> Objective:
Swap every "detection request" in the records below for "search request", leaving everything else as it is. Omit the pictures from your answer.

> Records shown:

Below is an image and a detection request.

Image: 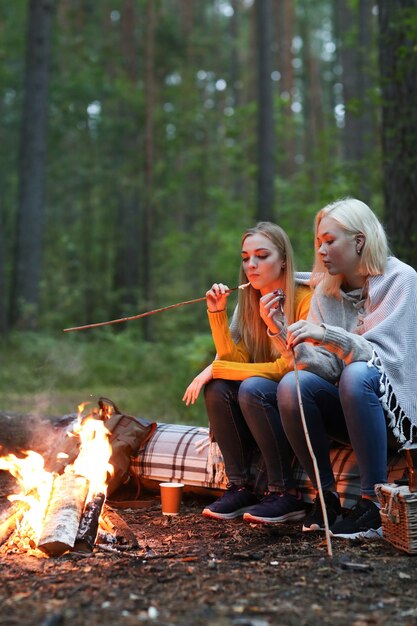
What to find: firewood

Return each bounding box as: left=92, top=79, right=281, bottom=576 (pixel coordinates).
left=38, top=472, right=88, bottom=556
left=74, top=493, right=106, bottom=552
left=102, top=505, right=139, bottom=548
left=0, top=501, right=29, bottom=546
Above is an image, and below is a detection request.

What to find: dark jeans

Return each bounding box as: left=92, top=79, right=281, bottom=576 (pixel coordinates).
left=204, top=376, right=294, bottom=491
left=277, top=361, right=395, bottom=495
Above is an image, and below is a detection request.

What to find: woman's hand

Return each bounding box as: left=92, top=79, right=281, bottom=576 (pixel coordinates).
left=206, top=283, right=230, bottom=313
left=182, top=363, right=213, bottom=406
left=259, top=290, right=287, bottom=335
left=287, top=320, right=325, bottom=348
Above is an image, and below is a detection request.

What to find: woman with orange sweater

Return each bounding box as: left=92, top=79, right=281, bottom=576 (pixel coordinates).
left=183, top=222, right=311, bottom=523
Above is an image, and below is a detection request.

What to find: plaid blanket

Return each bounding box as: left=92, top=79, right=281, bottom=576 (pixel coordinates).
left=131, top=424, right=406, bottom=508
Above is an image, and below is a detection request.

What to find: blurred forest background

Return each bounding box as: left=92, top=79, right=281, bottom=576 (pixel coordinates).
left=0, top=0, right=417, bottom=424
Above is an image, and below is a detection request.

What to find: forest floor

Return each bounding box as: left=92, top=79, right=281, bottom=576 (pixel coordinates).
left=0, top=414, right=417, bottom=626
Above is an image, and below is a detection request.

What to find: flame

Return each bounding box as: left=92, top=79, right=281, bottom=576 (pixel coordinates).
left=0, top=450, right=53, bottom=538
left=0, top=403, right=113, bottom=542
left=72, top=417, right=113, bottom=502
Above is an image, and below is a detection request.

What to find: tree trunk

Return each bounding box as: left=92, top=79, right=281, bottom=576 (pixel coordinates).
left=336, top=0, right=376, bottom=202
left=11, top=0, right=54, bottom=328
left=113, top=0, right=141, bottom=317
left=378, top=0, right=417, bottom=268
left=274, top=0, right=296, bottom=177
left=0, top=204, right=7, bottom=335
left=255, top=0, right=275, bottom=220
left=142, top=0, right=156, bottom=341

> Solution to this problem:
Below is an image and a search request.

Image: 
What to find: firewood

Return each bounding box as: left=92, top=79, right=281, bottom=576 (pixel coordinates).
left=38, top=472, right=88, bottom=556
left=74, top=493, right=106, bottom=552
left=102, top=505, right=139, bottom=548
left=0, top=501, right=29, bottom=546
Above is an image, and below is a search request.

What to find: dark jeans

Return each bounding box as: left=92, top=79, right=281, bottom=576 (pixel coordinates).
left=204, top=376, right=294, bottom=491
left=277, top=361, right=395, bottom=495
Above is an image, and below is a search request.

What to find: woman's hand

Return each bounding box as: left=92, top=79, right=281, bottom=576 (pixel coordinates).
left=206, top=283, right=230, bottom=313
left=182, top=363, right=213, bottom=406
left=259, top=290, right=287, bottom=335
left=287, top=320, right=325, bottom=348
Above is an image, and below is a search request.

What to find: woman with orange sweater

Return each bounding box as: left=92, top=79, right=281, bottom=576 (pixel coordinates).
left=183, top=222, right=311, bottom=523
Above is an image, and below is a search request.

What to find: plaid blanket

Return each bounding box as: left=92, top=79, right=281, bottom=576 (pixel coordinates).
left=131, top=424, right=406, bottom=508
Above is an image, and below is a search request.

What to find: blurred forest background

Return each bounding box as: left=92, top=79, right=281, bottom=576 (pixel coordinates).
left=0, top=0, right=417, bottom=424
Above is an image, and below is a search request.

What to find: forest floor

Return each bounding box as: left=92, top=79, right=281, bottom=576 (pixel coordinates).
left=0, top=414, right=417, bottom=626
Above is an image, and below is a search request.

What to find: flame

Return each bounding box as: left=92, top=79, right=281, bottom=576 (pixel coordinates).
left=0, top=450, right=53, bottom=538
left=0, top=403, right=113, bottom=542
left=72, top=417, right=113, bottom=502
Above is an image, and below is a search request.

What to find: tree trunk

Return each bounding box as: left=92, top=79, right=281, bottom=576 (pixel coordinates).
left=336, top=0, right=376, bottom=202
left=11, top=0, right=54, bottom=328
left=113, top=0, right=141, bottom=317
left=378, top=0, right=417, bottom=268
left=274, top=0, right=296, bottom=177
left=0, top=204, right=7, bottom=335
left=255, top=0, right=275, bottom=220
left=142, top=0, right=156, bottom=341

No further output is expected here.